◆ EXERCISE PROMPT: Every entry below should be reproduced exactly, with all pictures left out.

[Opening DATA RECORDS section]

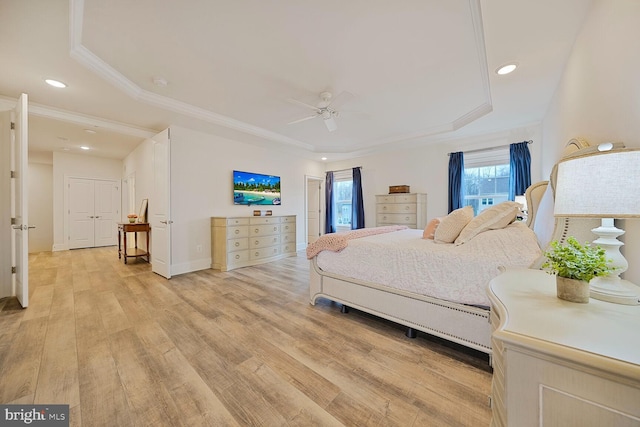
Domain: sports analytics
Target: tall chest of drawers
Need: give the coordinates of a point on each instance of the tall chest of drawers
(242, 241)
(408, 209)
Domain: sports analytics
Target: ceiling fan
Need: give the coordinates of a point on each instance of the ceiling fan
(327, 108)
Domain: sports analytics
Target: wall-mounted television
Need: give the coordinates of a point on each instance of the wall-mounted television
(255, 189)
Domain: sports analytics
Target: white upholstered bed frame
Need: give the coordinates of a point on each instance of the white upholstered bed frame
(459, 323)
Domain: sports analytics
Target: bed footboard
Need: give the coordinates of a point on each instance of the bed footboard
(459, 323)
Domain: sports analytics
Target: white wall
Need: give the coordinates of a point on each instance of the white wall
(40, 206)
(425, 169)
(202, 186)
(76, 166)
(598, 97)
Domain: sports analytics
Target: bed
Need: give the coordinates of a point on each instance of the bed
(462, 316)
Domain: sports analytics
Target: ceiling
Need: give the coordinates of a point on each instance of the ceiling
(415, 71)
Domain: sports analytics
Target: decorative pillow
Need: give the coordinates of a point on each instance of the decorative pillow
(430, 229)
(493, 218)
(451, 225)
(544, 224)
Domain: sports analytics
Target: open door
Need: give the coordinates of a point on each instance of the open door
(20, 240)
(160, 206)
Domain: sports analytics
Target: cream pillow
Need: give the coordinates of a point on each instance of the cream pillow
(493, 218)
(451, 225)
(430, 229)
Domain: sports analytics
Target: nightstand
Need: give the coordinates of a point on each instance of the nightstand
(558, 363)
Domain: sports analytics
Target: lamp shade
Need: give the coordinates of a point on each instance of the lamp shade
(600, 185)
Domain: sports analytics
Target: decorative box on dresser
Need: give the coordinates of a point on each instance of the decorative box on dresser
(408, 209)
(242, 241)
(558, 363)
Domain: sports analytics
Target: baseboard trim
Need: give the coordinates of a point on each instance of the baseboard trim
(190, 266)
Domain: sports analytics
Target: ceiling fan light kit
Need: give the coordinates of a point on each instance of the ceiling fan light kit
(326, 108)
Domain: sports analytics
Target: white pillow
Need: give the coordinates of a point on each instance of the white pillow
(545, 221)
(493, 218)
(451, 225)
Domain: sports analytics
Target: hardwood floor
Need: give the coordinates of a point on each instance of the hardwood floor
(125, 347)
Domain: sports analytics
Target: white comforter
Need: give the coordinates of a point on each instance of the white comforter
(404, 260)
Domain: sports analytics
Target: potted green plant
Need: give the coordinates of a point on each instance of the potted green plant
(574, 265)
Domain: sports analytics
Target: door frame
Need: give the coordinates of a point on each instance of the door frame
(307, 180)
(65, 194)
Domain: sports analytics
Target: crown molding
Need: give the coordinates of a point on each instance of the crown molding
(95, 64)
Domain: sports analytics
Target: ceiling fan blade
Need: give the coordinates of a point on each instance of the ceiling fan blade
(340, 100)
(295, 101)
(331, 124)
(303, 119)
(355, 114)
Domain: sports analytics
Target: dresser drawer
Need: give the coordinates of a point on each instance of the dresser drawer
(397, 208)
(237, 257)
(288, 238)
(288, 248)
(400, 219)
(261, 242)
(237, 244)
(288, 228)
(397, 198)
(237, 232)
(262, 220)
(264, 252)
(264, 230)
(237, 221)
(288, 219)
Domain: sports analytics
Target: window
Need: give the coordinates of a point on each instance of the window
(486, 178)
(342, 189)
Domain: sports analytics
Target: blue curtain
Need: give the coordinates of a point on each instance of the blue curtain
(456, 175)
(520, 169)
(329, 226)
(357, 205)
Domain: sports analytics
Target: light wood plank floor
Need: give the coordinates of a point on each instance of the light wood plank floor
(125, 347)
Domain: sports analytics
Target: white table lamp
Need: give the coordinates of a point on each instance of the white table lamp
(603, 185)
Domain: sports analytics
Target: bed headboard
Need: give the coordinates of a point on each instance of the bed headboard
(540, 206)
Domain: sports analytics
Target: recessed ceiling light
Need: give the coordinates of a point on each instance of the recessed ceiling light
(55, 83)
(160, 81)
(506, 69)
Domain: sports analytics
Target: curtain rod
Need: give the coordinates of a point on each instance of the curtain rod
(490, 148)
(348, 169)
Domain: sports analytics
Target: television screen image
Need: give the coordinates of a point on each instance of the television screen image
(255, 189)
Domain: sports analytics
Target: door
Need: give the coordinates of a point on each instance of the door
(6, 206)
(94, 211)
(160, 206)
(107, 212)
(21, 201)
(314, 194)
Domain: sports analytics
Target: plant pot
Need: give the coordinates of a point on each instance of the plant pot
(572, 290)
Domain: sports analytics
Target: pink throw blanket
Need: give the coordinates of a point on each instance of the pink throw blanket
(338, 241)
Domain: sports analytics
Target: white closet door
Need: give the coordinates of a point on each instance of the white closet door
(160, 206)
(21, 197)
(106, 212)
(81, 213)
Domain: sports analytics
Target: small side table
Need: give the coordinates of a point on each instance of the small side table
(132, 227)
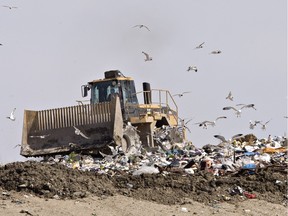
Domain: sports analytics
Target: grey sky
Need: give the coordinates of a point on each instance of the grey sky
(51, 48)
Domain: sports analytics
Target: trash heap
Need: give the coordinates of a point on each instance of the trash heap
(244, 155)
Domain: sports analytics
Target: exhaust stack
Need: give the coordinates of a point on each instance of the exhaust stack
(147, 93)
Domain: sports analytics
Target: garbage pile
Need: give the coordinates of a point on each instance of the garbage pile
(243, 155)
(173, 173)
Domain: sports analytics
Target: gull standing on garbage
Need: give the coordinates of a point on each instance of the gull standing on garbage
(223, 139)
(239, 111)
(141, 26)
(148, 58)
(12, 115)
(264, 125)
(200, 46)
(230, 97)
(212, 123)
(192, 68)
(78, 132)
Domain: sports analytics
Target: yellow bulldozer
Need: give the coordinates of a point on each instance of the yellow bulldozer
(114, 116)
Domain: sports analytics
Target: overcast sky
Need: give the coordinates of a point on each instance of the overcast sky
(50, 48)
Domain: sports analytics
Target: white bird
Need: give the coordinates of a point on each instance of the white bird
(78, 132)
(148, 58)
(192, 68)
(12, 115)
(40, 136)
(247, 106)
(216, 52)
(180, 94)
(223, 139)
(10, 7)
(184, 123)
(252, 124)
(239, 111)
(230, 97)
(141, 26)
(264, 125)
(212, 123)
(200, 46)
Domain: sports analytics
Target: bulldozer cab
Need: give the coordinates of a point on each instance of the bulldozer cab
(103, 90)
(88, 127)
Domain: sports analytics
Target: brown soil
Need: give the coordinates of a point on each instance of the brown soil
(60, 182)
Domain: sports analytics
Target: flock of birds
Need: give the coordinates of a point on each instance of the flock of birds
(238, 111)
(204, 124)
(190, 68)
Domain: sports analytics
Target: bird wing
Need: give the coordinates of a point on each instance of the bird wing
(228, 108)
(201, 44)
(222, 138)
(220, 117)
(236, 136)
(146, 27)
(146, 54)
(229, 95)
(266, 122)
(185, 92)
(209, 122)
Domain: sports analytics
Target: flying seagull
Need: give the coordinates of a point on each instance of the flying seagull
(78, 132)
(230, 97)
(12, 115)
(200, 46)
(10, 7)
(192, 68)
(205, 124)
(247, 105)
(141, 26)
(252, 124)
(216, 52)
(148, 58)
(184, 123)
(40, 136)
(181, 94)
(239, 111)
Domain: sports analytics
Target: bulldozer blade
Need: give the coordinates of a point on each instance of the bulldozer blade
(77, 128)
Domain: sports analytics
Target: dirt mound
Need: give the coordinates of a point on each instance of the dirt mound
(58, 181)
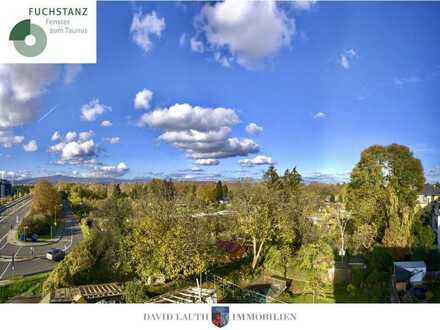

[Closing DATA RECORDS section]

◆ ANSWER TO THIS TASK:
Domain: sports analytics
Target: tall chest of drawers
Need: give the coordinates of a point on each instance of the tall chest of drawers
(242, 241)
(408, 209)
Domain: sports analytics
Target: ceiling fan
Need: give the coordinates of a point on each instance of the ceiling fan
(327, 108)
Domain: sports analytics
Target: wall-mounted television
Need: give the coordinates of a point on each instance of the wall-mounted television
(255, 189)
Domain: sports analytics
Target: white upholstered bed frame
Need: give the coordinates of a point on each instance of the white upholstered bed frame
(459, 323)
Domain: sports analytics
Target: bed footboard
Need: give the coordinates of a point on each instance of the bed footboard
(459, 323)
Domain: sports analytics
Target: white wall
Need: give the coordinates of a point on each instance of the white wall
(40, 206)
(425, 169)
(202, 186)
(76, 166)
(598, 97)
Domain: sports analytics
Target: bed
Need: give the coordinates of a point on each instance of the bed
(462, 316)
Domain: sports analytics
Target: ceiling
Need: give the coordinates of a point on each instance of the ceiling
(415, 71)
Domain: sports analytics
Target: decorative pillow
Need: give the coordinates of a point on each instance of the decorative pillow
(430, 229)
(493, 218)
(451, 225)
(544, 224)
Domain: sports analytics
Target: open door
Need: give the coordinates of a point on each instance of the open door
(20, 240)
(160, 206)
Domain: sports analytics
Target: cream pillow
Need: give the coordinates of a point on each instance of the cream pillow
(493, 218)
(451, 225)
(430, 229)
Domain: sports analytics
Target: nightstand
Need: give the coordinates of a point on each instance of the nightstand
(558, 363)
Domain: sports analytics
Target: lamp shade
Need: give the coordinates of a point on each instance of the lamp shade
(600, 185)
Domain: sports analytics
Target: decorative box on dresser
Need: give the coordinates of a point on each instance of the decorative box on dresser
(408, 209)
(242, 241)
(558, 363)
Domain: sports analytics
Target: baseboard trim
Need: give the coordinates of a point on each instance of the baseboard trim
(190, 266)
Domain: sports analytics
Target: ceiling fan light kit
Need: give the coordinates of a point on each instance of the ceiling fan light kit
(326, 108)
Domain: sports analytics
Target: white pillow
Need: give the coordinates of a point on each instance of the white pillow
(545, 221)
(493, 218)
(451, 225)
Domain: sports analytics
Target: hardwood floor
Need: give the coordinates of a point on each instance of the hardwood floor
(125, 347)
Domain: sports analytics
Target: white comforter
Need: give the coordinates of a point on each instance of the white comforter
(404, 260)
Domain: sports analytics
Target: potted green plant
Need: give the coordinates of a point on each instance of the potted green plant
(574, 265)
Domain: sports analytics
Target: door frame
Need: give the coordinates of a point on each instance of the door frame
(307, 180)
(65, 194)
Domain: sports analytics
Target: crown molding
Need: give the coordinates of a point on each instance of the crown molding
(95, 64)
Domain: sports analytics
Target: ceiling fan blade
Need: give the coordinates of a point on each instance of the ceiling fan blade
(340, 100)
(295, 101)
(331, 124)
(303, 119)
(355, 114)
Domain: sports analytics
Target: dresser drawer
Need: give the coordinates of a point on each instance of the dresser drawer
(397, 208)
(237, 257)
(288, 238)
(288, 248)
(400, 219)
(261, 242)
(237, 244)
(288, 228)
(397, 198)
(237, 232)
(262, 220)
(264, 252)
(264, 230)
(237, 221)
(288, 219)
Domain: sports analytics
Target: window
Need: give the coordinates of a point on each instance of the window
(486, 178)
(342, 189)
Domain: sports analytics
Target: blue curtain
Need: give the coordinates of a point on each instance of the blue curtain
(456, 175)
(520, 169)
(329, 226)
(357, 205)
Domain: sports analytics
Target: light wood plank floor
Need: give the coordinates of a point on each instance of the light wood plank floor
(125, 347)
Domain: sports analytics
Target: white table lamp
Need: give the coordinates of a point on each instance of the white table lamp
(603, 185)
Domain: sports analytics
Target: bed headboard
Need: give the coordinates of a point on each instance of the bed headboard
(540, 206)
Domain: sports analytics
Target: recessed ceiling light
Need: give the coordinates of a point on each instance of the recessed ceiling light
(55, 83)
(160, 81)
(506, 69)
Domain: sports analytics
Target: curtain rod
Need: give the coordinates of a point on each instance of the curtain rod
(490, 148)
(348, 169)
Domain: sports analytics
Target: television screen image
Need: give the coordinates of a point on each instance of the television screen image
(255, 189)
Domain: sports analytics
Target: door
Need: give the coordinates of a point on each instance of the door
(6, 206)
(94, 211)
(160, 206)
(107, 212)
(21, 201)
(314, 194)
Domain: sports analytics
Target: plant pot
Need: give the coordinates of a point on each instance of the plant pot
(572, 290)
Domain: sports analytics
Target: pink throw blanket
Need: give the coordinates of a point on each instance of the pink throw blanket
(338, 241)
Domain: sports analytics
Target: white closet door
Need: give the coordinates of a point on each instance of the white closet door
(160, 206)
(21, 197)
(106, 212)
(81, 213)
Domain: sports analytics
Target: small side table
Need: give the coordinates of a point on each instance of the small side table
(132, 227)
Domain: sports analytics
Target: grey sky
Need: give the coordinates of a point on each instance of the grey sky
(51, 48)
Domain: sports analytics
Target: trash heap
Need: give the coordinates of a point on each instance of the trash heap
(244, 155)
Domain: sports analytics
Target: exhaust stack
Need: give the coordinates of a point on each instance of the exhaust stack
(147, 93)
Domain: sports analytics
Target: garbage pile
Need: give the coordinates of a point on each instance of the garbage pile
(243, 155)
(173, 173)
Domain: sports analytics
Target: gull standing on garbage
Need: give the coordinates of a point on each instance of the gull standing on garbage
(223, 139)
(239, 111)
(141, 26)
(148, 58)
(12, 115)
(264, 125)
(200, 46)
(230, 97)
(212, 123)
(192, 68)
(78, 132)
Domain: sports analytics
Target: yellow bulldozer
Need: give the coordinates of a point on each instance of the yellow bulldozer
(114, 116)
Domain: sports analytics
Target: overcast sky
Need: give the coordinates of a point on each instance of the overcast sky
(50, 48)
Domain: sports analytics
Target: white bird
Need: give the coordinates of a point on each instance of the white bird
(78, 132)
(148, 58)
(192, 68)
(12, 115)
(40, 136)
(247, 106)
(216, 52)
(180, 94)
(223, 139)
(10, 7)
(184, 123)
(252, 124)
(239, 111)
(230, 97)
(141, 26)
(264, 125)
(212, 123)
(200, 46)
Domain: sports analytics
Target: bulldozer cab
Need: give the coordinates of a point on each instance of the bulldozer cab
(103, 90)
(88, 127)
Domain: sports analytics
Target: brown soil
Need: give the coordinates of a point on each instance of the brown soil
(60, 182)
Domain: sports analytics
Target: flock of birds
Need: give the coordinates of a point on each instance of the flock of birds
(238, 111)
(204, 124)
(190, 68)
Domain: sports analytics
Target: bird wing
Need: give the coordinates of a point on each instance of the bird wing
(228, 108)
(201, 44)
(222, 138)
(220, 117)
(236, 136)
(146, 27)
(146, 54)
(229, 95)
(266, 122)
(185, 92)
(209, 122)
Domain: sports analytics
Target: flying seagull
Need: give the coordinates of a point on each instance of the flying seagull
(78, 132)
(230, 97)
(12, 115)
(200, 46)
(10, 7)
(192, 68)
(205, 124)
(247, 105)
(141, 26)
(252, 124)
(216, 52)
(148, 58)
(184, 123)
(40, 136)
(181, 94)
(239, 111)
Domain: sports analytics
Target: bulldozer blade
Need: give the coordinates of a point on each instance of the bulldozer blade
(77, 128)
Domain: sports analytics
Target: dirt mound
Need: give the coordinates of a point on each instance of the dirt mound
(58, 181)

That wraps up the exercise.